Task description = Quote the whole listing word for word, please.

Supplied information =
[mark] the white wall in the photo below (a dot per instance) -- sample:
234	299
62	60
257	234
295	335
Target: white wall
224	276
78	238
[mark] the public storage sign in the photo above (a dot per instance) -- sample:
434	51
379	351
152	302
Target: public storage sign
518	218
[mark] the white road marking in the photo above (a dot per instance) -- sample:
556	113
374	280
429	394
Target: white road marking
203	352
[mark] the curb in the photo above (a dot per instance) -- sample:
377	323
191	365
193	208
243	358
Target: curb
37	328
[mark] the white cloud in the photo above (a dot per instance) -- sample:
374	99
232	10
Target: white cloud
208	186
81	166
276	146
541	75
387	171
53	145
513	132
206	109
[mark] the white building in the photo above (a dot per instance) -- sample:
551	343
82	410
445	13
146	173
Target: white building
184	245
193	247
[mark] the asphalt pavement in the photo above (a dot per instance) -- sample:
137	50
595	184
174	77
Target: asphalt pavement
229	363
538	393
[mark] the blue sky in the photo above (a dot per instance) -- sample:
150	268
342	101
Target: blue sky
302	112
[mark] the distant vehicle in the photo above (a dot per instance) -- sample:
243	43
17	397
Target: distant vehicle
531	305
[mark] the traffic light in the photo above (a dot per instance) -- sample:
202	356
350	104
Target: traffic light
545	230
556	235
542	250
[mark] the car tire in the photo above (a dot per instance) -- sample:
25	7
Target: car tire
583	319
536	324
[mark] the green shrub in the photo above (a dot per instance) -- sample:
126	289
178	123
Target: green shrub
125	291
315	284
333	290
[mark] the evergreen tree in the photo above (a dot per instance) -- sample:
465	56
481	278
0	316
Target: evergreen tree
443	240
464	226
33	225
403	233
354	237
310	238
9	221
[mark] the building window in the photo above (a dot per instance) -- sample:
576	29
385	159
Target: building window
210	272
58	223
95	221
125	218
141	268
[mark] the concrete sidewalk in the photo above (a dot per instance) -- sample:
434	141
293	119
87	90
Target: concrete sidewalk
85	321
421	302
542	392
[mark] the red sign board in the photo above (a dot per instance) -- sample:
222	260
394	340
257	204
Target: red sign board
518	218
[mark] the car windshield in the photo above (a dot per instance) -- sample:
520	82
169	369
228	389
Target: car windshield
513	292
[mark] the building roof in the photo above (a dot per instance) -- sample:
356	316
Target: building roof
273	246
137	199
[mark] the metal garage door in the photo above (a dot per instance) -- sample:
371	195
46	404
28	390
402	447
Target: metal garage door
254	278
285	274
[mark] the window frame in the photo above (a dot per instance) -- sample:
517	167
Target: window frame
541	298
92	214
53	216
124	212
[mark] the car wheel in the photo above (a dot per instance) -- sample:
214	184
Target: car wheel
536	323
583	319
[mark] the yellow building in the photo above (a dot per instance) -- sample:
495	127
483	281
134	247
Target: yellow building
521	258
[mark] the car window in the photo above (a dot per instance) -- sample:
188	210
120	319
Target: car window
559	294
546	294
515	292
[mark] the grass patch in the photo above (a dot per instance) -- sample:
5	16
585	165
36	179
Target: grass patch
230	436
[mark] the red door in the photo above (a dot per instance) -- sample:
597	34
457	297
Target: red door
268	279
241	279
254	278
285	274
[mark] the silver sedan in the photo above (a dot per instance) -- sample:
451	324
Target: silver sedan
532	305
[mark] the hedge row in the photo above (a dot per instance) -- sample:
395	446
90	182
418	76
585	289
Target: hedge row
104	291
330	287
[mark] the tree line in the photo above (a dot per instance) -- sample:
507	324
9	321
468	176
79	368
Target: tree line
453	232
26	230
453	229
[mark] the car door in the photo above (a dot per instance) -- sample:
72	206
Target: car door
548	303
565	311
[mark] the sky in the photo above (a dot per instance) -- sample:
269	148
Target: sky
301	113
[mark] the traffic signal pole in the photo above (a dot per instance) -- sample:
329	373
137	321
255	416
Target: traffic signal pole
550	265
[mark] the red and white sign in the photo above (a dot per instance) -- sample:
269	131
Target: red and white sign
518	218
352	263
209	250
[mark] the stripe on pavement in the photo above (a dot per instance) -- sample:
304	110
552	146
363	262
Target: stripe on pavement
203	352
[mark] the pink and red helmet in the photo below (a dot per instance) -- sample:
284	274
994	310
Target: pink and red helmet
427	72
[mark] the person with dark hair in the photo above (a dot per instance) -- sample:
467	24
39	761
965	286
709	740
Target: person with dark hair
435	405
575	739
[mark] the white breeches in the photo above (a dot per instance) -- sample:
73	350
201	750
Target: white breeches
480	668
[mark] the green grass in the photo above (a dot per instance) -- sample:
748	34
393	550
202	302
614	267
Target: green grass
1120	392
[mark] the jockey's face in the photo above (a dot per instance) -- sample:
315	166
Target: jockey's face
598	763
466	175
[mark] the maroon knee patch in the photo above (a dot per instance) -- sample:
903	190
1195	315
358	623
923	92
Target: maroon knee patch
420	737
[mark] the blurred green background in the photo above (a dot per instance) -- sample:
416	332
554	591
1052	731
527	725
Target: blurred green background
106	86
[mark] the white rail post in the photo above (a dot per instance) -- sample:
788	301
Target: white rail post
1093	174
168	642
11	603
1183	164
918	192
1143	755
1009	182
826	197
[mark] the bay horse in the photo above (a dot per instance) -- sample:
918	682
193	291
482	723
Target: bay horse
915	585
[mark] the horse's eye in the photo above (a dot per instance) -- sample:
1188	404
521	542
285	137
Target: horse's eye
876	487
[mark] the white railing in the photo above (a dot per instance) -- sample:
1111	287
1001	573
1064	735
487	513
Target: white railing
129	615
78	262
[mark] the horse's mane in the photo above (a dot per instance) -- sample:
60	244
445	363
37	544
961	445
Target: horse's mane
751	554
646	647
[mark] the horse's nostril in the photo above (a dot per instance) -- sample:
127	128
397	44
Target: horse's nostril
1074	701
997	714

Expected output =
[mark] the white wall in the photo below (a dot per instance) -- sample:
234	299
62	60
257	234
295	335
Target: white wall
224	276
78	238
[mark] the public storage sign in the photo above (a dot per instance) -- sample:
434	51
379	351
152	302
Target: public storage sign
518	218
[mark] the white road marking in the photo above (a dot per instance) -- sample:
556	113
374	280
429	394
Target: white road marking
203	352
[mark] the curb in the photo above (a dot per instance) -- sample:
377	323
191	365
193	208
243	358
Target: curb
37	328
[mark] the white cloud in the photo above (a dot per instance) -- sample:
374	99
232	10
Target: white cloud
208	186
81	166
276	146
541	75
387	171
53	145
513	132
206	109
[mark] the white building in the photo above (a dot per instance) -- sample:
551	343
82	410
445	13
146	173
Target: white building
184	245
193	247
[mark] the asphalt pavement in the photo above (a dot per instance) -- sample:
137	50
595	184
174	77
Target: asphalt pavement
229	363
538	393
[mark] the blue sky in the photo above (a dot per instance) -- sample:
150	268
342	101
Target: blue sky
302	112
[mark] the distant vehicle in the photo above (a dot per instance) -- sample:
243	43
17	397
Target: distant vehicle
531	305
[mark] the traffic light in the photo above (a dot per instance) -- sample:
202	356
350	104
Target: traffic light
545	230
556	235
542	250
[mark] the car tire in the photo above (a dot per instance) -- sample:
25	7
Target: car tire
583	319
536	324
[mark] the green shrub in the photo above (a dot per instance) -- sample:
126	289
178	123
Target: green shrub
125	291
315	284
333	290
[mark] the evergreen tree in the photo above (a dot per instance) -- sample:
465	56
481	278
0	316
Target: evergreen tree
443	240
464	226
33	225
403	233
354	237
310	238
9	221
[mark] the building window in the photo above (a dot per instance) -- sample:
576	29
385	159
Target: building window
210	272
58	223
95	221
125	218
141	268
[mark] the concrete sidewalk in the photo above (a dot per instance) -- sample:
434	141
293	119
87	90
Target: concrete sidewalk
85	321
421	302
542	392
[mark] the red sign board in the photo above (a dot per instance) -- sample:
222	260
394	340
257	204
Target: red sign board
518	218
[mark] the car windshield in the photo above (a dot per instance) -- sample:
520	82
169	369
228	389
Target: car windshield
513	292
[mark] the building roof in the photo above (a dot per instance) -- sample:
356	316
Target: building roof
273	246
137	199
[mark] the metal garage door in the photo above (a dot per instance) -- sample:
371	195
46	404
28	390
402	447
Target: metal garage door
254	278
285	274
[mark] the window frame in the photo above (a dot per instance) -- sample:
517	167
Target: window frame
541	298
92	214
53	216
124	212
[mark] the car wheel in the photo above (a dot per instance) -- sample:
214	184
Target: car wheel
536	323
583	319
[mark] the yellow building in the photo above (a dot per instance) -- sample:
495	127
483	281
134	247
Target: yellow building
521	258
[mark] the car window in the photo above (a dot per instance) -- sample:
188	210
120	319
Target: car window
559	294
546	294
515	292
[mark] the grass patch in the photo above (a dot per instance) -- sample:
5	16
585	165
36	179
Target: grass patch
230	436
[mark] the red door in the photo above (a dot per instance) -- sample:
597	34
457	297
Target: red door
268	279
241	279
254	278
285	274
[mark] the silver sedan in the photo above (a dot per instance) -- sample:
451	324
Target: silver sedan
532	305
[mark] the hedge row in the photo above (a dot per instance) -- sample:
395	446
90	182
418	76
585	289
Target: hedge row
104	291
330	287
[mark] the tree line in the photo above (a dot per instance) -- sample:
507	324
9	321
468	176
79	368
Target: tree line
453	232
26	230
453	229
[mark] the car door in the photo above (a dot per instance) -- sample:
72	206
Target: car door
548	303
565	311
[mark] the sky in the photo above (a dot per instance) -- sample:
269	148
Target: sky
301	113
[mark] the traffic signal pole in the photo above (a dot per instance) -- sample:
329	373
137	321
255	416
Target: traffic signal pole
550	265
[mark] the red and white sign in the photo above (a dot per instance) -- sample:
269	131
Target: red and white sign
518	218
352	263
209	250
[mark] the stripe on pavement in the photo above (a dot per instance) -- sample:
304	110
552	146
363	262
Target: stripe on pavement
203	352
[mark] the pink and red helmet in the photo below (a dot per instance) -- sample:
284	274
994	310
Target: pink and red helmet
427	72
[mark] the person with dark hair in the photo above (a dot per instance) -- sample:
467	24
39	761
965	286
709	740
Target: person with dark hair
435	405
575	739
[mark] the white breeches in the photo above (a dot per instance) -- sample:
73	350
201	750
Target: white breeches
480	668
[mark] the green grass in the photo above (a dot per instance) -- sample:
748	34
393	550
202	302
614	267
Target: green grass
1120	392
[mark] the jockey's face in the photo above (a dot per instance) -- sample:
315	166
Target: jockey's face
598	763
466	175
[mark] the maroon knee patch in the photo above (a dot per instance) -- sample:
903	190
1195	315
358	623
923	92
Target: maroon knee patch
420	737
[mark] the blurred green background in the photo above (a dot per instance) -- sample:
416	332
554	591
1052	731
527	725
Target: blurred green background
106	86
[mark] the white rail post in the photo above (a dot per instance) -- sample:
788	301
Target: white rail post
1093	174
168	642
11	603
1183	164
918	192
1143	755
1009	182
826	197
[mark] the bay horse in the photo above (a dot per instance) -- sample:
918	682
193	291
482	723
Target: bay horse
915	585
[mark] the horse's eye in the photo above (a dot per instance) -- sample:
1188	404
521	542
285	137
Target: horse's eye
876	487
[mark] the white railing in the photo above (a dot per instance) -- sample:
1111	287
1001	573
1064	735
487	513
Target: white railing
129	615
78	262
[mark] the horse's mane in the photo above (a dot per instance) -- sample:
60	244
445	363
37	544
961	445
Target: horse's mane
751	554
646	647
[mark] the horse's nostril in the photo above (a dot per instance) -- sample:
127	128
397	44
Target: horse's nostril
1074	701
997	714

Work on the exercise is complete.